Rewrite the entries starting at the line that contains "Task: where can the yellow goalkeeper jersey" and ending at the line that contains "x=1121, y=454", substituting "shirt" for "jersey" and keeping everything else the same.

- Dataset excerpts -
.....

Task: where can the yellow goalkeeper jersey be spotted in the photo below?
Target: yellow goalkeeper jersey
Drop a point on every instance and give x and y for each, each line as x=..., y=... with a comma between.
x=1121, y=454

.....

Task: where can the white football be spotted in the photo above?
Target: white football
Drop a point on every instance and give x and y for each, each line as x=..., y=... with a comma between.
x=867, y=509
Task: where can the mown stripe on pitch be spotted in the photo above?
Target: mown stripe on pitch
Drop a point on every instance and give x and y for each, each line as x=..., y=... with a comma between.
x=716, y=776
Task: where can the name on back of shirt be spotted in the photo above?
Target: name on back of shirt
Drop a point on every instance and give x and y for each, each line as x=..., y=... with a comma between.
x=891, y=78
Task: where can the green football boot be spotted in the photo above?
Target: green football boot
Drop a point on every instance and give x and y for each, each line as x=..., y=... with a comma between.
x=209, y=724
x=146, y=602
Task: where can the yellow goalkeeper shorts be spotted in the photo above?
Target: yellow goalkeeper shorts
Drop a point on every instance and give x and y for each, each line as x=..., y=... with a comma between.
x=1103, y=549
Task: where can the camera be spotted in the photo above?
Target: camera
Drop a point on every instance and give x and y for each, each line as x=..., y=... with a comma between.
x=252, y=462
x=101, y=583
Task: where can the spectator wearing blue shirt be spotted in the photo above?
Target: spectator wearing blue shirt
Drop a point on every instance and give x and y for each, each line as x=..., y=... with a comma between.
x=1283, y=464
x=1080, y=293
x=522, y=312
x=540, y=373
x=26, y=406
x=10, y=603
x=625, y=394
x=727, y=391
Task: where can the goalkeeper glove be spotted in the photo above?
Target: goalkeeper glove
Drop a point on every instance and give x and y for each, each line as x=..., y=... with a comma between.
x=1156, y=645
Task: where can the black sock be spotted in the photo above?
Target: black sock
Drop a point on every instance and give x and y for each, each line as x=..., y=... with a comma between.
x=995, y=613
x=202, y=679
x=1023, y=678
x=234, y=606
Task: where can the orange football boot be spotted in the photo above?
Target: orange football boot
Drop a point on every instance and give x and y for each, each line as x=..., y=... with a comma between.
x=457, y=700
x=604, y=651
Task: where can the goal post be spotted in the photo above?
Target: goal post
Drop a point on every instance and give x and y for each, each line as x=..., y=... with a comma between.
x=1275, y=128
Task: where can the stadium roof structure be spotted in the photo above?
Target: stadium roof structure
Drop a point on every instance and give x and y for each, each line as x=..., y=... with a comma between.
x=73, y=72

.....

- Problem solution -
Task: where can the yellow goalkeeper shirt be spotted in the photo below?
Target: yellow goalkeeper shirt
Drop a point on every instance and give x and y for each, each line as x=..., y=... with a comma between.
x=1121, y=454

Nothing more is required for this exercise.